- **Exercise**
Find the line that contains "woman in blue"; then retype it and each line after it, exactly, through the final line of the data below.
————————
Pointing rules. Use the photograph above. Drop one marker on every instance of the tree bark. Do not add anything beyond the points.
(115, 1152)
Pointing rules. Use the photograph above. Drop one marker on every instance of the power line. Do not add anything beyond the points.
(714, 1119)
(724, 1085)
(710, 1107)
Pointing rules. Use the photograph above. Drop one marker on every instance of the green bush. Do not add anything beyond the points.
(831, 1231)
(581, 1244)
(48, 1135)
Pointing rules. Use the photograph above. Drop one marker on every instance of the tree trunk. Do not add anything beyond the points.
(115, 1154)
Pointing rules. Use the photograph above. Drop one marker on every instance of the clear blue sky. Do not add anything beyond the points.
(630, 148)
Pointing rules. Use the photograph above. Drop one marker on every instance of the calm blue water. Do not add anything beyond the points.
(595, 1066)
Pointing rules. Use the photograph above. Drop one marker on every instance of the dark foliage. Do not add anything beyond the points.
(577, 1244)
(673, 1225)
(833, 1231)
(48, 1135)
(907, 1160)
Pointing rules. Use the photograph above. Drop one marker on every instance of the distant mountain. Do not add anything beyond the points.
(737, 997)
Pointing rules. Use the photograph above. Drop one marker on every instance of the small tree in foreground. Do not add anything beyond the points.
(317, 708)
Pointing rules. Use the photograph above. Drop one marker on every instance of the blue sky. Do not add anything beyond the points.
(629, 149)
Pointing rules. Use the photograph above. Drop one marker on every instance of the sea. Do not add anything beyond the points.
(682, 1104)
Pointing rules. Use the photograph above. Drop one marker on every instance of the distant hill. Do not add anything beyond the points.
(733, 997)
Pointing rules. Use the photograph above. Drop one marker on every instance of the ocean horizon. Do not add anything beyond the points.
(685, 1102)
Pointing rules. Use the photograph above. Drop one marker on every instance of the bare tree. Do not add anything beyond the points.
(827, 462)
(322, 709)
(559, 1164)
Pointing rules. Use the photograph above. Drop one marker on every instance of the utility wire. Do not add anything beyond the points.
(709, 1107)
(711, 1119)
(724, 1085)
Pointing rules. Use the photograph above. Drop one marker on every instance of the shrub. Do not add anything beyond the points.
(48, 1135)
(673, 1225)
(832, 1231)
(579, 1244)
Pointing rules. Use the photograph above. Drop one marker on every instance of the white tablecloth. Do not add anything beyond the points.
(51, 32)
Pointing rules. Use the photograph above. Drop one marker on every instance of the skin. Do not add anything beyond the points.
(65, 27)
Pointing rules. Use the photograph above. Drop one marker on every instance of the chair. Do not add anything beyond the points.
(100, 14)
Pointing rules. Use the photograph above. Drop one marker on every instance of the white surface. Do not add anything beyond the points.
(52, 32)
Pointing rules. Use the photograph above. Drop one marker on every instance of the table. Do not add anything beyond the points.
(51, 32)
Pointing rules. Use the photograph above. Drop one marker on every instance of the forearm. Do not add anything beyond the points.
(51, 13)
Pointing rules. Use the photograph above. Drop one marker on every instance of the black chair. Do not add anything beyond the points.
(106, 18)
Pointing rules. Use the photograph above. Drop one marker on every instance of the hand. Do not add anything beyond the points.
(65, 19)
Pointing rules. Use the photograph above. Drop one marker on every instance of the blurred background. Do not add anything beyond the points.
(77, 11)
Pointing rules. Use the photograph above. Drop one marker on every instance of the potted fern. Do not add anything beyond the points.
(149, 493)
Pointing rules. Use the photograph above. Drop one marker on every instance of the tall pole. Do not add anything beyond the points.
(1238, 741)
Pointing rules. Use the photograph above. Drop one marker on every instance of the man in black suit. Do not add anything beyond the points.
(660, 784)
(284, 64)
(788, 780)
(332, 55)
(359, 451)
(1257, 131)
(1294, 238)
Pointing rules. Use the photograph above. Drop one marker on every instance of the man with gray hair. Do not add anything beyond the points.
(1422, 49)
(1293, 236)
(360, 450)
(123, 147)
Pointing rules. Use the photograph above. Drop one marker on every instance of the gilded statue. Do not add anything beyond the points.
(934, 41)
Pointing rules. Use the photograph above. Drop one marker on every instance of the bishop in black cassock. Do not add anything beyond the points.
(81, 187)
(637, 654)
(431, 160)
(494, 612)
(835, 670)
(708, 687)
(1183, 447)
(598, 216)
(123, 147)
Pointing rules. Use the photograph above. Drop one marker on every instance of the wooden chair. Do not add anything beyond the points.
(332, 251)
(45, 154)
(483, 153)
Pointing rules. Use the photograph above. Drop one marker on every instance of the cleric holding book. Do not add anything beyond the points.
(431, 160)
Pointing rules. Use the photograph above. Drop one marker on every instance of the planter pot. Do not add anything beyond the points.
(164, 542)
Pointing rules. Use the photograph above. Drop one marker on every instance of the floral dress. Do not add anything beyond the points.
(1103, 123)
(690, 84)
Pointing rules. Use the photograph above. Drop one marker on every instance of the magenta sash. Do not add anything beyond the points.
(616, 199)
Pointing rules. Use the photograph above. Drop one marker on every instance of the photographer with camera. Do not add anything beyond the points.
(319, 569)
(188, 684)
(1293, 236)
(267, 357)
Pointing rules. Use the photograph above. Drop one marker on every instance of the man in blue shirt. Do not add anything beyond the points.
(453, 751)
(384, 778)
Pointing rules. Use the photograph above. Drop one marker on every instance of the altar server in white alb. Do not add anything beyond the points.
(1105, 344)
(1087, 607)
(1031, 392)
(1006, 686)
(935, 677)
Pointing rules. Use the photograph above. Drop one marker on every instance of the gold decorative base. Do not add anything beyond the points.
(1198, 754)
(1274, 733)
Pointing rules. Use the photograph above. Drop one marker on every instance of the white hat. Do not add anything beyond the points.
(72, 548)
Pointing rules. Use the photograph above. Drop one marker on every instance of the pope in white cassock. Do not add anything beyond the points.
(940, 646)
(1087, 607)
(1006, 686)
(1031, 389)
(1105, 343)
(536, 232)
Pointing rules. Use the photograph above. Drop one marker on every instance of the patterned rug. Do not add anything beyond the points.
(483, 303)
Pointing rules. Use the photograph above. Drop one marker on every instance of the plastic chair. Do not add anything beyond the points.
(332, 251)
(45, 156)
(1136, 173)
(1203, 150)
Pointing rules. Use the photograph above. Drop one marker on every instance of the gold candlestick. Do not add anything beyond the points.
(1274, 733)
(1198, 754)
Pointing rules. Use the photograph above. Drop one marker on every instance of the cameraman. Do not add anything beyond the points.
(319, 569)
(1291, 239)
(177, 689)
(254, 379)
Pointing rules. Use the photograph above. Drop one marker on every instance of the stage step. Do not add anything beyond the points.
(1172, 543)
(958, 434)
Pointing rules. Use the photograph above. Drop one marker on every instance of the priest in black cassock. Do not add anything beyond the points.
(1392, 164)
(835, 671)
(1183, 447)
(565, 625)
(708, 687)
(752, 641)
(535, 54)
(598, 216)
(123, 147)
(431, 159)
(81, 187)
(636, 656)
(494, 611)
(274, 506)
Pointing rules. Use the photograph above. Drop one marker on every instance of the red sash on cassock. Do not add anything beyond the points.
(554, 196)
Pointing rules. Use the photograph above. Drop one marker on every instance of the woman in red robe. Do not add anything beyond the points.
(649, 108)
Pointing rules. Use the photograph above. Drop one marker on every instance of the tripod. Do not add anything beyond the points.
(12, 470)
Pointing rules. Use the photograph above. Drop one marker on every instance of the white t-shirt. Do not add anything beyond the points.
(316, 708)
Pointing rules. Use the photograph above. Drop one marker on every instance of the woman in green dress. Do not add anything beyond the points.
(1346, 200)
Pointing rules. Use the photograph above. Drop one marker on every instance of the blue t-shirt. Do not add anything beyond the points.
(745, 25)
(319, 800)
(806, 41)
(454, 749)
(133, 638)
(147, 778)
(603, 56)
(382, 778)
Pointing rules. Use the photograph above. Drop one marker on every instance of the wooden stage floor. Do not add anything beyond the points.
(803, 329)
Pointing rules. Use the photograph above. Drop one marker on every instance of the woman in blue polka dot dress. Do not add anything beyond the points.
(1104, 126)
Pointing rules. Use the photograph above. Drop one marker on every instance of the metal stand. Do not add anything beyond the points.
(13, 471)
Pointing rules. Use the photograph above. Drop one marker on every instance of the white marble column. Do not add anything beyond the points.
————————
- **Answer to this task**
Pointing rules. Use the photograph above. Drop one marker on every instance of the woman in blue polka dot dress. Do not add anything beyond the points.
(1104, 126)
Pointing rules. Use the photograph above. Drop one marker on every instance of the metal stand. Do not add anything beyond the points.
(13, 471)
Pointing rules. Use the photograph above. Drop one marker on every instance of the white marble column. Do not add anything beyond the points.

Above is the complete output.